◆ **PROBLEM TO SOLVE**
Reproduce the lines of the material exactly, excluding every image.

[Pointing and labeling entries]
* begin *

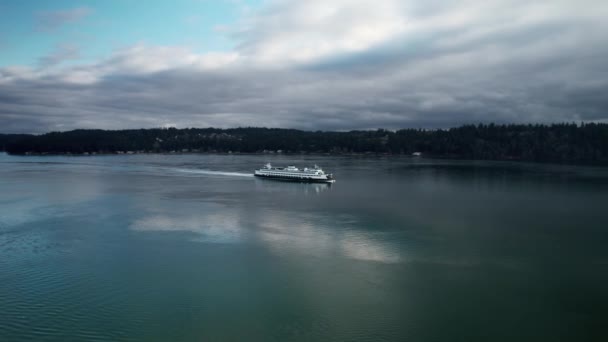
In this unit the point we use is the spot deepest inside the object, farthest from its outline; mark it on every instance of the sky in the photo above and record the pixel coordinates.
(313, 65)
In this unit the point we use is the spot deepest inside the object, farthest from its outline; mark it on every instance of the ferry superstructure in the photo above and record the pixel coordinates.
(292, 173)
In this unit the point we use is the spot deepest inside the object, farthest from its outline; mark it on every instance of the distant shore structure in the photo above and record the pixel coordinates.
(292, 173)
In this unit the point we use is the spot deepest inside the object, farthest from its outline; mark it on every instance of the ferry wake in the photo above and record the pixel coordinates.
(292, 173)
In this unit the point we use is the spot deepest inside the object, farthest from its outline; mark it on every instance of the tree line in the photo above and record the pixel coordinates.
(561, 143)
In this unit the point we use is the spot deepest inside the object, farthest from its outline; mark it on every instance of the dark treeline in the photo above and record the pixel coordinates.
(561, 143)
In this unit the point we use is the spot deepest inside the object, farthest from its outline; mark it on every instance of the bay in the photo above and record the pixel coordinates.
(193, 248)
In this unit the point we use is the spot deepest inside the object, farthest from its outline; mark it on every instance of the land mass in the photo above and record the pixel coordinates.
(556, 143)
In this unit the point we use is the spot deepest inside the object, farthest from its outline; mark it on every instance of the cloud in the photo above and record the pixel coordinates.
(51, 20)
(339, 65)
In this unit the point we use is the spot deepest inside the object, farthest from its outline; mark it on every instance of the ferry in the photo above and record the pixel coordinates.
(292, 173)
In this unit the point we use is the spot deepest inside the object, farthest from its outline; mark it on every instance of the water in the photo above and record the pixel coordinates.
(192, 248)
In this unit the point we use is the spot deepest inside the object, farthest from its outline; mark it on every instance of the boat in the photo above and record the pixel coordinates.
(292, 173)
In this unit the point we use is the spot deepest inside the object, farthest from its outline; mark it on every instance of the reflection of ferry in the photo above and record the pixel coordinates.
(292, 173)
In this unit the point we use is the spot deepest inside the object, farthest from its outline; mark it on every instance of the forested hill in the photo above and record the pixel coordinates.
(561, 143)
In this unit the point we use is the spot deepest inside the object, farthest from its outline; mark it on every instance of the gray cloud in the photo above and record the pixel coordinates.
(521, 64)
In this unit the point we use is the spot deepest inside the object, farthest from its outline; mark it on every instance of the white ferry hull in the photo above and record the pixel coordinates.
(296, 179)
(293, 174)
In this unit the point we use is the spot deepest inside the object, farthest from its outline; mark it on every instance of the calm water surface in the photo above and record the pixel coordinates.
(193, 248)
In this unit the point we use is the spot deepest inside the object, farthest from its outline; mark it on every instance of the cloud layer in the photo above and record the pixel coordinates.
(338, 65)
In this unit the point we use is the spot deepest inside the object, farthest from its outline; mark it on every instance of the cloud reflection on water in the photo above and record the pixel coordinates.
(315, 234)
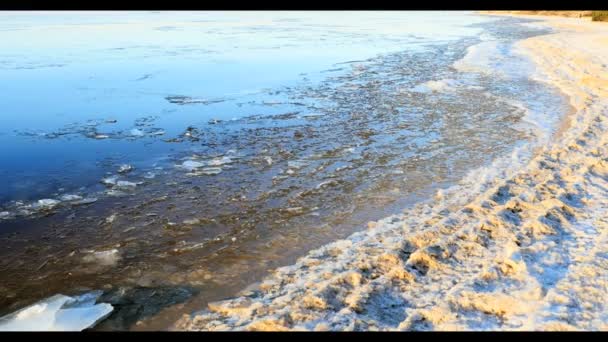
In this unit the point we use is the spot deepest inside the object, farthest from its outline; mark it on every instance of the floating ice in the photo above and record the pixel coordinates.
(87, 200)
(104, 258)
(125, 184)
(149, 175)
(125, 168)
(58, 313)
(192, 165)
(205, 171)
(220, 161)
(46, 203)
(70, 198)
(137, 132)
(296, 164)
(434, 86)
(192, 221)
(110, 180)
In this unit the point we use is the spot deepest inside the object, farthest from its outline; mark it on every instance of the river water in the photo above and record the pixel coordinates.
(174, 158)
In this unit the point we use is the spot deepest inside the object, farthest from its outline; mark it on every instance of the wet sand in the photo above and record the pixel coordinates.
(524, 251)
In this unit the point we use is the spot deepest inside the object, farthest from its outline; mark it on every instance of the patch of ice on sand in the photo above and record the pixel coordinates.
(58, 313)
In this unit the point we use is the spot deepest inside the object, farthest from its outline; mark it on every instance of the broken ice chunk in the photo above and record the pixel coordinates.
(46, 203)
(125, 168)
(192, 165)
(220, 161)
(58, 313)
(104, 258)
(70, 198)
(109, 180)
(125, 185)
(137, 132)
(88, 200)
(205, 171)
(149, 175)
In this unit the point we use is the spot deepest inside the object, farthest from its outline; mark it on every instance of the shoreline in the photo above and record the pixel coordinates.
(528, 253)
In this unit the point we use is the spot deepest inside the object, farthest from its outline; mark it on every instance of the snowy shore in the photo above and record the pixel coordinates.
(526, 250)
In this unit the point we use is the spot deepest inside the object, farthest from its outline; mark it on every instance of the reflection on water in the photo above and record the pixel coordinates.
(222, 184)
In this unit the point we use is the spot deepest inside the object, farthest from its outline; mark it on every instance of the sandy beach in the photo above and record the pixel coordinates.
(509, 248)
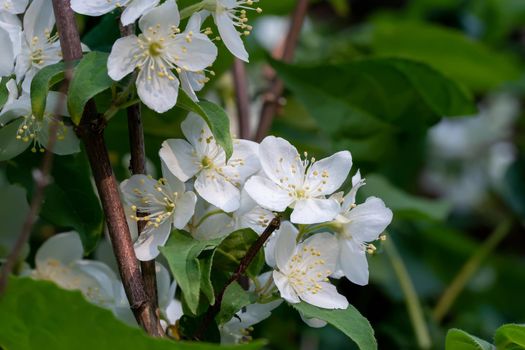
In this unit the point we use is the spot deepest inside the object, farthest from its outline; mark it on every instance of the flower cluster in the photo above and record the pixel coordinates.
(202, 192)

* end *

◆ **TASK RESULT**
In this unit the point we use is the spot deepest inside the object, farthest from its outline; mark it on every instance of the sky in the photo above and record the pixel coordinates.
(313, 65)
In this unit the point we use is the spot deepest inside the object, farthest from its outline; mark it on every instance of the ferry superstructure in the photo above and record the pixel coordinates.
(292, 173)
In this unit the point we use is the spot deepest inside the object, farthest from its outline; mark it on every instance of the distant shore structure in the photo above and record the pixel coordinates.
(292, 173)
In this unit the point we use is the spot deepest inside the object, farthest from its outline; mark it on every instance of the ferry wake in the photo above and record the pixel coordinates.
(292, 173)
In this unit the point we use is the spot deepest inside the object, farthest from its outline; mark it on every instance of the tree line in the photo above and record the pixel coordinates.
(561, 143)
In this unit the point we use is the spot deepest inside the object, farthest from its outline; mark it on every instance of the dark treeline in the photo above and record the pixel coordinates.
(561, 143)
In this unit the point we use is the spot deepest inside the object, farthest from its outline; mark it on every instance of the bay in the photo above and record the pixel coordinates.
(193, 248)
In this unit the point we use is the spot deepest inside the object, farthest from its outline; mark it on every instance of the land mass in the photo above and record the pixel coordinates.
(556, 143)
In this unit the point we use is the spot deepest inside the object, farthest from its outline; mark it on every instance of the cloud in the photo above and record the pixel coordinates.
(51, 20)
(339, 65)
In this unit the point we use is the spot deepest inside the object, farthest from its outline; mark it on every instance of the ferry in the photo above and record the pixel coordinates.
(292, 173)
In this unit the point we use is the spot deepest inside the object, farthest from its outline; mark it on every instance of the water in the photo above and record the pixel coordinates.
(192, 248)
In this unit the point we use is the spot deepest inside the object, farthest from its outline; mark it on every instance of the boat in the photo above and record the pixel coordinates.
(292, 173)
In this unit the point we use is the spot deepest inside the object, farthest from its outline; mark it on every instance of the reflection of ferry in the photo above and record the pixel coordinates.
(292, 173)
In this unit the point we use is the spot deepest inside the object, farthest from its outline; mark it on every instance of the forested hill in the photo above and record the pixel coordinates.
(561, 143)
In this unit the point we use is the spot deepest inside the object, farthest from its outline; mark it on every instance of the gray cloud in the photo above and record the pixel coordinates.
(521, 64)
In this unit the point we use is the spot deepest inside the object, farthest from its outline; mark it on every instance of the white ferry hull in the photo above and record the pixel coordinates.
(296, 179)
(293, 174)
In this unit the point we use is the spot deepest inside the object, farthest from its outline; mark it on every instance of the calm water surface in the photo above and record the pixel coordinates.
(193, 248)
In this unit the point we use is the spot deepest inside the object, farthest from its outline; mark it on every instance of the cloud layer in the photo above and record the pixel coordinates.
(338, 65)
In this unit the point we use is the spot deepest inside the object, farthest from its outline; mark it on every instance of the cloud reflection on water in the photo above and record the pixel coordinates.
(315, 234)
In this unit the point we use is the spot deepest inside the object, farthest from its outline; mark it on every instance of the floating ice in the photo above and record the pixel coordinates.
(87, 200)
(104, 258)
(125, 184)
(149, 175)
(125, 168)
(58, 313)
(192, 165)
(205, 171)
(220, 161)
(46, 203)
(70, 198)
(137, 132)
(296, 164)
(434, 86)
(192, 221)
(110, 180)
In this unit the point we use is the spot deepest inside the object, farthest from its outline; mark it on every instance of the river water in the photo above and record the pixel coordinates.
(174, 158)
In this unit the point we use is the spot deepest inside the object, farthest from its outline; mark it on every instance of the wet sand in the photo above and record the pixel coordinates.
(524, 251)
In this unit the point we use is the spot deepest inside the object, farthest from its outline; mark it on every instance of the patch of ice on sand in the photo above and record the pixel coordinates.
(58, 313)
In this unit the point we use is the spot deepest inside the object, farthest from its outline; mark it on every instance of the broken ice chunk in the photo above and record the pixel coordinates.
(46, 203)
(125, 168)
(192, 165)
(220, 161)
(58, 313)
(104, 258)
(70, 198)
(109, 180)
(125, 185)
(137, 132)
(88, 200)
(205, 171)
(149, 175)
In this unit the point we use is the spot deepest inside the object, farthest from its outline; mark it on every instance of the shoreline in the photo above and record the pixel coordinates.
(528, 253)
In this unit the point we use is the spot deepest inside the object, farthest from its outline; mark it on every instance of the snowy shore in the photo above and record the pixel coordinates.
(526, 250)
In this unit the point we use is the spot deepest inside the object, farthest from its outline; mark it on every instance of the reflection on water in the photo above and record the pixel coordinates.
(222, 184)
In this unit the point we use is the spot deepest inside the object, farthest from its outline; mark it on every instance of the sandy beach in the photo above and record the pixel coordinates.
(509, 248)
In this unit the point we use is the spot deepest inside the object, farthest from its outline; mark it on every instance of the flower cluster in the photo above and record the pixel coordinates.
(202, 192)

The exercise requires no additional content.